▶ [Data for this task]
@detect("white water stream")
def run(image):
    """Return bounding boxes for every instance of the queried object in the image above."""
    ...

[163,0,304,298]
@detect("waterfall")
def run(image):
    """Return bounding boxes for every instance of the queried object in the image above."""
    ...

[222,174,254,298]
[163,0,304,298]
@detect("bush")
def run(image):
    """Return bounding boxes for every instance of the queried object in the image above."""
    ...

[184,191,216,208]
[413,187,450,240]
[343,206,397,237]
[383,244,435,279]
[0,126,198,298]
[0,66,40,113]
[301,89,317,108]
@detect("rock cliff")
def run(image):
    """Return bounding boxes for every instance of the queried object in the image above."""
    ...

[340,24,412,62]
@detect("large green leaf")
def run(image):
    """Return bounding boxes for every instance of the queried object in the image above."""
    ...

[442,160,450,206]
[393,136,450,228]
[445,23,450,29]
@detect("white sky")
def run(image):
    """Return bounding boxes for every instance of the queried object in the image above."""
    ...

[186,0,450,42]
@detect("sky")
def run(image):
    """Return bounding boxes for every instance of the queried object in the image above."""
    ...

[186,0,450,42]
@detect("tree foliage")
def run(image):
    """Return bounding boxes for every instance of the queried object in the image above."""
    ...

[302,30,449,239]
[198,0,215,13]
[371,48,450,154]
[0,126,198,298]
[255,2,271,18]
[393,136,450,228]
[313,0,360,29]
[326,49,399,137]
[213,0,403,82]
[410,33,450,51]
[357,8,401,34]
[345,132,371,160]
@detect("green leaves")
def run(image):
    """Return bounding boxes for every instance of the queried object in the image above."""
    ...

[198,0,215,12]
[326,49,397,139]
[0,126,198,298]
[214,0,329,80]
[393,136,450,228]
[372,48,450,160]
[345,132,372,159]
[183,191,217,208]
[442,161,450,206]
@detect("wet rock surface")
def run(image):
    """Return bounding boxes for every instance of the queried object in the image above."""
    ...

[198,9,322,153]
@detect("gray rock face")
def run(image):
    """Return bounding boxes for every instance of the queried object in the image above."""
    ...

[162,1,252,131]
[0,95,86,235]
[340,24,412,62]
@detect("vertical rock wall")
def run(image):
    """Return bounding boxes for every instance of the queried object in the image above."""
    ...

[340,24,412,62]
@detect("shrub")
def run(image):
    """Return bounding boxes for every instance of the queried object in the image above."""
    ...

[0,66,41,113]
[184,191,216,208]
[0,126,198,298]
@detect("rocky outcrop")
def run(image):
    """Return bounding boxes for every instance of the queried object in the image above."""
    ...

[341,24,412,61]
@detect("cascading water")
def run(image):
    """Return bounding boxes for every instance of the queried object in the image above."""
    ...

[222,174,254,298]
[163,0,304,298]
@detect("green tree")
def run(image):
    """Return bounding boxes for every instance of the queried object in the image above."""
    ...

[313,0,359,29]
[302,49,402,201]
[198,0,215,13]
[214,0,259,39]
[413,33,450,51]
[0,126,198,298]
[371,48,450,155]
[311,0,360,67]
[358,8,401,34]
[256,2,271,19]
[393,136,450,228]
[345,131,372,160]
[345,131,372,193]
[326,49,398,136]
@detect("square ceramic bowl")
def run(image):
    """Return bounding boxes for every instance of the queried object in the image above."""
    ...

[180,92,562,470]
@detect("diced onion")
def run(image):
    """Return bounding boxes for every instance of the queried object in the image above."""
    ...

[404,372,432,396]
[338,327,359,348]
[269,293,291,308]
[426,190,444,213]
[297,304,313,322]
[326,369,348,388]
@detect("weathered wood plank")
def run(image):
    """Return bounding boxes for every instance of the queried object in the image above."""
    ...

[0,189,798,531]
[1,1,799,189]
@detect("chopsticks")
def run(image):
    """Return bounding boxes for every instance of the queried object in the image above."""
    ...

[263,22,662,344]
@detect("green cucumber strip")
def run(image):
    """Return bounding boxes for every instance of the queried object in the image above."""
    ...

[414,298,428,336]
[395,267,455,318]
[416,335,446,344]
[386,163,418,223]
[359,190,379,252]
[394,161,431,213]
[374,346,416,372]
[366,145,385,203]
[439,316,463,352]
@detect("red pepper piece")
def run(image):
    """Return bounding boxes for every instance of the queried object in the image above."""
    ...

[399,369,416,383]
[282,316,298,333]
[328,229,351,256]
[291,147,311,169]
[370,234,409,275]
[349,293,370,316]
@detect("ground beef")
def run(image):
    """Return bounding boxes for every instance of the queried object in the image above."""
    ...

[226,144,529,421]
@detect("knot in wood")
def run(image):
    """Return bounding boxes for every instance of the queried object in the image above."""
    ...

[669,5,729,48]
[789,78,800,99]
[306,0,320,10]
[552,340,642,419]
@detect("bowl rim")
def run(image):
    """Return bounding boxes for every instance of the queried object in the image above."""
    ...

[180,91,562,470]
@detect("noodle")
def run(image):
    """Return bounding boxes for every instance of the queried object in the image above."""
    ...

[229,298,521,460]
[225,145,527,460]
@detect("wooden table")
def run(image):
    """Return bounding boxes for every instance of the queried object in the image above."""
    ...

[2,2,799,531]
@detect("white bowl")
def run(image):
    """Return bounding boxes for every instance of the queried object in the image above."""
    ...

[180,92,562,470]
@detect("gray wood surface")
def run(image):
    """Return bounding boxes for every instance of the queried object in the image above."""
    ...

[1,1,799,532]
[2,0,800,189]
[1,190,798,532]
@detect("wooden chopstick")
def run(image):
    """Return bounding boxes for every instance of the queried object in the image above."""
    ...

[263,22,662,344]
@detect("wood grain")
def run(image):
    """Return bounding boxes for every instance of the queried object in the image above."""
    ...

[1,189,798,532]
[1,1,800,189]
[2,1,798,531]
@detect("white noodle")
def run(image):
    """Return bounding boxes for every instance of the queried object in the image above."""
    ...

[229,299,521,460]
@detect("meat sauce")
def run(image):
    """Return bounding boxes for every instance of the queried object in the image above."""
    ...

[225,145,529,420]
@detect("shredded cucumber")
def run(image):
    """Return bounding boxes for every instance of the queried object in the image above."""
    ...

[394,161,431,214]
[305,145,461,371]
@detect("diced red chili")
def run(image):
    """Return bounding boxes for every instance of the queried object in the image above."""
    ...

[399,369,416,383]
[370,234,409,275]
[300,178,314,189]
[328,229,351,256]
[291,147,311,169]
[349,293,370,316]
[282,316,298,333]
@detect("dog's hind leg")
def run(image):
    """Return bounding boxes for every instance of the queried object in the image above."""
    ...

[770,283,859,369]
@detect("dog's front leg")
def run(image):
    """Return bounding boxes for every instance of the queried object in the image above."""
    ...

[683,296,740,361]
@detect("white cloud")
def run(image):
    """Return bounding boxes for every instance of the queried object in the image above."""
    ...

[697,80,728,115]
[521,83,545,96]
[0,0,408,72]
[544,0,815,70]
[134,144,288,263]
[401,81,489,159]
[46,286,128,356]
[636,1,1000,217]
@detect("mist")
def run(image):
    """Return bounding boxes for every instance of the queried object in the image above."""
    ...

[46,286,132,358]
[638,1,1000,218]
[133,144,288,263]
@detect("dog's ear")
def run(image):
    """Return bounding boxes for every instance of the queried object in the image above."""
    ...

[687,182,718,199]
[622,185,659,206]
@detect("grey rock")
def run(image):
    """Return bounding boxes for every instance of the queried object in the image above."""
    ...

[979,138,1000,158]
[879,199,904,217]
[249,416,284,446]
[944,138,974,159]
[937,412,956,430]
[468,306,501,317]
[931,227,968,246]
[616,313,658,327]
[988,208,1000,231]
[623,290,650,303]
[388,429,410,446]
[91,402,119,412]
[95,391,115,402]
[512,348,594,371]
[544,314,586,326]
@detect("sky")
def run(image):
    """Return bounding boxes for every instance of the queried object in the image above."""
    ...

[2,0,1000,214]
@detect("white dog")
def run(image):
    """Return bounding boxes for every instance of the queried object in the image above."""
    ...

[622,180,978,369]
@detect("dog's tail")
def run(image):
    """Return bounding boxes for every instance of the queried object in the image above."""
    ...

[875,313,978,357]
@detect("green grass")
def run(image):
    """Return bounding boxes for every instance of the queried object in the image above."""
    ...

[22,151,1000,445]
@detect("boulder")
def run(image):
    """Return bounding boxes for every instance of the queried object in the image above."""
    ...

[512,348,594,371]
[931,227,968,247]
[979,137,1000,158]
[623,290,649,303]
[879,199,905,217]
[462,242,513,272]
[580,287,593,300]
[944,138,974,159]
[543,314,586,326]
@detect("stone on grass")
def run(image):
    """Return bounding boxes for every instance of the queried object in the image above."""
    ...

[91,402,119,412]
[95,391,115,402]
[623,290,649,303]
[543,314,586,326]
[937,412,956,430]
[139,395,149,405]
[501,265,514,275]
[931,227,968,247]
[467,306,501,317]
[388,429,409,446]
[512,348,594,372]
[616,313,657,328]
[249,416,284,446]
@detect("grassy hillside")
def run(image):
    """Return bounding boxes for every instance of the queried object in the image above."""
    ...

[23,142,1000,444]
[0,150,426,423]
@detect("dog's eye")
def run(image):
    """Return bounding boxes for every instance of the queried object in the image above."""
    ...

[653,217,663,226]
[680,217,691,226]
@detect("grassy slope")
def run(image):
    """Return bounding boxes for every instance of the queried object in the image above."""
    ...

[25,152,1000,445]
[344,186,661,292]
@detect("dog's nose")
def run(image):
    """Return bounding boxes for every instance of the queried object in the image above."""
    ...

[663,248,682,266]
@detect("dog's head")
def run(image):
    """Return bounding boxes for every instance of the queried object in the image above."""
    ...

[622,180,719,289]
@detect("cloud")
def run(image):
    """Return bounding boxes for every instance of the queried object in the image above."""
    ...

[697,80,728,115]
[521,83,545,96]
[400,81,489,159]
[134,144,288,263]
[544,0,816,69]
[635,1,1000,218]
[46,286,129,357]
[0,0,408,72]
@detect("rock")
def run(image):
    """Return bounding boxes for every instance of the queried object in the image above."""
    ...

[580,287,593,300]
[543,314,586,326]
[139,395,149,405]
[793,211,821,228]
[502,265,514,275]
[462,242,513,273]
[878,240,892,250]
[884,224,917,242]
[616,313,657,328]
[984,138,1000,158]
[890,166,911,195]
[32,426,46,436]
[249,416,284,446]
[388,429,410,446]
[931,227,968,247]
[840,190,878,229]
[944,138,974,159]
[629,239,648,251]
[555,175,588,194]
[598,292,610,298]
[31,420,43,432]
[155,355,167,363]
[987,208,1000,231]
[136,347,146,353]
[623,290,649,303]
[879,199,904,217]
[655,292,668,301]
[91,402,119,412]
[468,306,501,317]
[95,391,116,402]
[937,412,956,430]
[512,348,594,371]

▶ [Work required] Report all lines of the data above that include the string "cucumber".

▶ [Your solution]
@detect("green cucumber strip")
@detect("shredded cucumber")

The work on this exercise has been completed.